⟨

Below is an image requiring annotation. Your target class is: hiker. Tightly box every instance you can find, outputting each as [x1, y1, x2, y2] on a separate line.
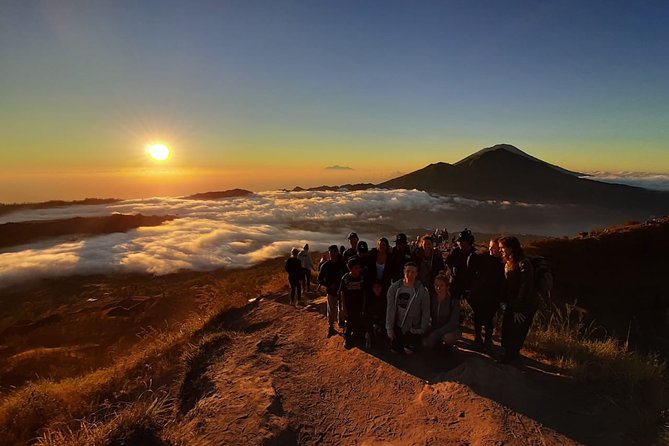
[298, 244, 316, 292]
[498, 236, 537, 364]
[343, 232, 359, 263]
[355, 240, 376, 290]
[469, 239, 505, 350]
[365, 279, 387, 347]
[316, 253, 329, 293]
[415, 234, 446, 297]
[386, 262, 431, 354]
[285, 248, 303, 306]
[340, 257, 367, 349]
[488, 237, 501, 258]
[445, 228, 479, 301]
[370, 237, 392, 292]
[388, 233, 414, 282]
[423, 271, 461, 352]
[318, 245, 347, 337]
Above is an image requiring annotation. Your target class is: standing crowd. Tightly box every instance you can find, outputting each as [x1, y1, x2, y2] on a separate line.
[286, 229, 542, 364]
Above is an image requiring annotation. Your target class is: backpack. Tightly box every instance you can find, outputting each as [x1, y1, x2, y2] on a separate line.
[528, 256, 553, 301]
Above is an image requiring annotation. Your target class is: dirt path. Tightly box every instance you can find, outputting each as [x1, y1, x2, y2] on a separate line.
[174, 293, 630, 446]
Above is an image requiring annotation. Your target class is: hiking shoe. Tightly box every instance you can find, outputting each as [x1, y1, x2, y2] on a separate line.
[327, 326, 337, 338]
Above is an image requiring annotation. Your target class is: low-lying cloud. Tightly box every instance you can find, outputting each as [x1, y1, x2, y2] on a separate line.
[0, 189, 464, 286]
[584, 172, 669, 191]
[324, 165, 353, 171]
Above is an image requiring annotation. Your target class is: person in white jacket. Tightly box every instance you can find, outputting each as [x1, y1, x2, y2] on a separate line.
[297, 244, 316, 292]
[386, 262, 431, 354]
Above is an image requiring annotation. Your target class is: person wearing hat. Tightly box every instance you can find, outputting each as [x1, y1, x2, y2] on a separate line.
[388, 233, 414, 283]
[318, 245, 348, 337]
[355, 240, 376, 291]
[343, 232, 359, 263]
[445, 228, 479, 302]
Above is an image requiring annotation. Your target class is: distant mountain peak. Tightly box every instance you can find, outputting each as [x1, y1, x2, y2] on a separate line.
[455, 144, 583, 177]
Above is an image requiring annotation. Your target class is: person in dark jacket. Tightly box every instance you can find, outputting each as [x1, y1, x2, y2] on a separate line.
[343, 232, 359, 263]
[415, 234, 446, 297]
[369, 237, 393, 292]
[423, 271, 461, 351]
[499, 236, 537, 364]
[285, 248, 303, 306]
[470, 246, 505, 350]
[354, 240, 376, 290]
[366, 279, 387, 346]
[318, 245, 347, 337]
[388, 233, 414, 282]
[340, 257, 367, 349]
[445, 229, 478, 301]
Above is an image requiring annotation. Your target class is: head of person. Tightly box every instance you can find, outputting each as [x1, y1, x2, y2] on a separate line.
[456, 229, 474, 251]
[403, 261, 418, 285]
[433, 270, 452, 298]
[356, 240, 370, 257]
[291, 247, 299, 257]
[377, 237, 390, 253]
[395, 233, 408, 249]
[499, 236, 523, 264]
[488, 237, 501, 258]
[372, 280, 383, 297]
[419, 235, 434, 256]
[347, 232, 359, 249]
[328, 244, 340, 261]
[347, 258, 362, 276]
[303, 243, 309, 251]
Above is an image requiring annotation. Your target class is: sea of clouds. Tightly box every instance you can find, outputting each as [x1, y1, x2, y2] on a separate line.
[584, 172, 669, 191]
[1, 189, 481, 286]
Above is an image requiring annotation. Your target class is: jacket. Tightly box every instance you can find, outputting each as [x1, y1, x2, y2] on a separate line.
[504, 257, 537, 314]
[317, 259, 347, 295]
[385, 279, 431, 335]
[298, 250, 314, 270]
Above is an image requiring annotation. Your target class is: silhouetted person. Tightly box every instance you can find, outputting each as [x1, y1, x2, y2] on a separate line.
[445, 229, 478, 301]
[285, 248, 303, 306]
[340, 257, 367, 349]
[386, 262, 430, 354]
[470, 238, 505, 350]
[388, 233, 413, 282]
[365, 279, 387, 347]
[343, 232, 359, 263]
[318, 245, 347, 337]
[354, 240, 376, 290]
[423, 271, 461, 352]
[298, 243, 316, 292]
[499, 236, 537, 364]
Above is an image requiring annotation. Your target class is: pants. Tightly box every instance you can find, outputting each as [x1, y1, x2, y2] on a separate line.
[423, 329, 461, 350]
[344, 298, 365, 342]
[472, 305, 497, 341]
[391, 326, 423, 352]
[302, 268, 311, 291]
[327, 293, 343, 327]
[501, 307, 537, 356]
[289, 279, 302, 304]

⟩

• What the task asks: A verbatim copy of the records above, without pictures, is required.

• Solution to this task:
Below is an image requiring annotation. Your target class is: hiker. Tightly box every instance you can find, outputting each as [x1, y1, x2, y2] on a separate line.
[298, 244, 316, 292]
[498, 236, 537, 364]
[343, 232, 359, 263]
[355, 240, 376, 290]
[469, 239, 505, 350]
[365, 279, 387, 347]
[316, 253, 329, 293]
[415, 234, 446, 297]
[386, 262, 431, 354]
[285, 248, 303, 306]
[340, 257, 367, 349]
[488, 237, 501, 258]
[445, 228, 479, 301]
[370, 237, 392, 292]
[388, 233, 414, 282]
[423, 271, 461, 352]
[318, 245, 347, 337]
Above is an image requiring annotation. Your target class is: standing crowd. Tightly box every instance you can find, outputting each as [x1, y1, x2, y2] on a separate line.
[286, 229, 542, 364]
Above is an image requiring annotation. Your target class is: backpack. Tightly box every instance you can find, outputting each as [x1, y1, x2, y2] on a separate line.
[528, 256, 553, 301]
Above is an image requiring annotation. Your target class is: dirt path. Tightly box every instance you can find, outputting each as [x1, y1, x2, y2] on a separate line.
[174, 293, 630, 446]
Above is an image requiring annotation. Your target class is: hiking shoe. Tightly box every instance you can find, outputting each as [x1, y1, x2, y2] on a separate line.
[327, 326, 337, 338]
Above is an image requiring annotation. Your target class is: low-lying cloud. Tightly box every instance you can find, outputting each as [x1, y1, x2, y2] on a separate line.
[0, 189, 464, 286]
[584, 172, 669, 191]
[324, 165, 353, 171]
Above is an image requiring annotation. Your target class is: person in white jacket. Tightly box every instance you can find, outputting each as [x1, y1, x2, y2] on a separate line.
[297, 244, 316, 292]
[386, 262, 431, 354]
Above is an image requiring annotation. Your target class is: person wearing hat. Tightly box every instance you can find, outputting each as [x1, y1, x2, y2] on a separate line.
[388, 233, 414, 283]
[318, 245, 348, 337]
[355, 240, 376, 291]
[343, 232, 359, 263]
[445, 228, 479, 302]
Above is an image requiring annotation. Your target class is: distant mountain peak. Tightly box every instance you can find, outputting each as [x1, y1, x2, y2] on a separate line.
[455, 144, 583, 177]
Above is an image requiring annotation. Your target class is: person in dark jacket. Tightly box every instance you can find, outputting each as [x1, y1, x2, y2] on a separate line.
[343, 232, 359, 263]
[415, 234, 446, 297]
[369, 237, 393, 292]
[423, 271, 461, 351]
[499, 236, 537, 364]
[285, 248, 303, 306]
[470, 246, 505, 350]
[354, 240, 376, 290]
[366, 279, 387, 346]
[318, 245, 347, 337]
[388, 233, 414, 282]
[340, 257, 367, 349]
[445, 229, 478, 301]
Above is an image requiring annotation. Your target class is: head of person. Tightly box every instance you can find, outputting each as [x1, y1, x2, y2] on a separate line.
[456, 229, 474, 251]
[403, 261, 418, 285]
[433, 270, 452, 298]
[356, 240, 370, 257]
[291, 247, 299, 257]
[377, 237, 390, 253]
[395, 233, 408, 249]
[499, 236, 523, 264]
[488, 237, 501, 258]
[372, 280, 383, 297]
[419, 235, 434, 256]
[347, 232, 359, 249]
[328, 244, 340, 261]
[347, 258, 362, 276]
[303, 243, 309, 251]
Above is an image requiring annotation. Your target class is: sea of clouds. Tightly box every instance you can find, outputting each as [x1, y1, x2, y2] on a separate line.
[584, 172, 669, 191]
[1, 189, 481, 286]
Above is an image requiring annotation. Your target class is: jacket. Tightly box every instance you can find, outputting each as [x1, y1, x2, y2] on a separate line.
[504, 257, 537, 314]
[317, 259, 347, 295]
[385, 279, 431, 335]
[298, 250, 314, 270]
Above is an image requiring annotation. Your target class is: silhouetted person. Tightly box every instance you can find, outputting each as [x1, y1, x2, y2] on a separate line.
[445, 229, 478, 301]
[285, 248, 303, 306]
[340, 257, 367, 349]
[386, 262, 430, 354]
[470, 238, 505, 350]
[388, 233, 413, 282]
[365, 279, 387, 347]
[343, 232, 359, 263]
[318, 245, 347, 337]
[354, 240, 376, 290]
[423, 271, 461, 352]
[298, 243, 316, 292]
[499, 236, 537, 364]
Above is an image requiring annotation. Your target class is: pants. Tightly box every instance you can find, outputting each as [x1, y1, x2, y2] on a separate line.
[423, 329, 461, 350]
[344, 298, 365, 342]
[472, 305, 497, 341]
[391, 326, 423, 352]
[302, 268, 311, 291]
[327, 293, 343, 327]
[501, 307, 537, 356]
[289, 279, 302, 304]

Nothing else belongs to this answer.